= Goal =
Extract every line of the data below that contains the string "ceiling". Match case.

╔══

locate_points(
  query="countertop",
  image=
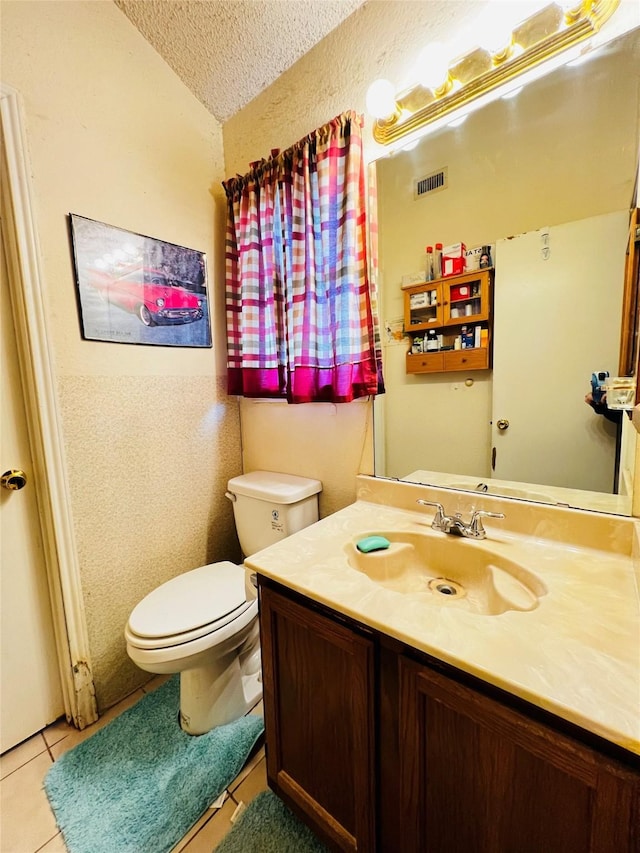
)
(577, 654)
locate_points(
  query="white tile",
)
(27, 820)
(56, 845)
(210, 812)
(19, 755)
(254, 782)
(211, 833)
(155, 682)
(74, 736)
(248, 768)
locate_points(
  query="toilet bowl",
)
(203, 624)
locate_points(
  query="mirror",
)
(555, 166)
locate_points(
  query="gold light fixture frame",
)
(538, 39)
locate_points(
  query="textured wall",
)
(150, 437)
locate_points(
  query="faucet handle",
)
(476, 526)
(438, 518)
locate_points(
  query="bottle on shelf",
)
(430, 270)
(437, 261)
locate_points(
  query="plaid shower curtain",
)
(301, 311)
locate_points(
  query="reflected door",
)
(558, 293)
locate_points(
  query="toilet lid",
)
(191, 601)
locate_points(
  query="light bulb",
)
(433, 66)
(381, 99)
(512, 94)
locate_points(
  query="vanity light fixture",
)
(550, 37)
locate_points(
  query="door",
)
(548, 348)
(29, 679)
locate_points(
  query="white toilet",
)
(204, 623)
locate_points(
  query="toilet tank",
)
(268, 507)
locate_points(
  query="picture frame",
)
(135, 289)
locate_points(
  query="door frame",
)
(26, 285)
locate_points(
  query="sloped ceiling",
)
(228, 51)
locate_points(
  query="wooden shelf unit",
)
(445, 306)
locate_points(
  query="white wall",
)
(150, 436)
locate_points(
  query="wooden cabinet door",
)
(319, 719)
(477, 777)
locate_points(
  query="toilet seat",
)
(190, 606)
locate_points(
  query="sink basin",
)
(448, 571)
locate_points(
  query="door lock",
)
(13, 480)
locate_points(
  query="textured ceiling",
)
(228, 51)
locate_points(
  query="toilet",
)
(204, 623)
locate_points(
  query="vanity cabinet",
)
(379, 747)
(479, 776)
(318, 677)
(444, 307)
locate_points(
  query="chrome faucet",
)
(455, 526)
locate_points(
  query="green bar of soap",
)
(372, 543)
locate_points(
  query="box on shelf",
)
(460, 291)
(419, 300)
(480, 257)
(413, 279)
(453, 259)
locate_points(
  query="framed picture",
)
(138, 290)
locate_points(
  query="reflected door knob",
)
(13, 480)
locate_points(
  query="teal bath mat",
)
(140, 783)
(267, 826)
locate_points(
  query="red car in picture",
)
(151, 295)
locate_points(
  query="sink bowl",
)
(449, 571)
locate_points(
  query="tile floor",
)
(27, 824)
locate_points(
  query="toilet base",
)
(221, 691)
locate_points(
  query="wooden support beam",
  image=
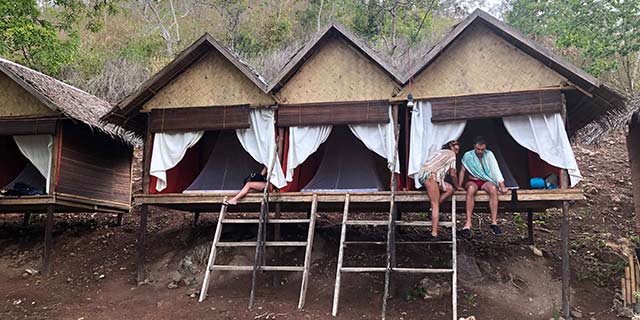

╚══

= Solved exercise =
  query="sloped ceiling",
  query="textured ceiling",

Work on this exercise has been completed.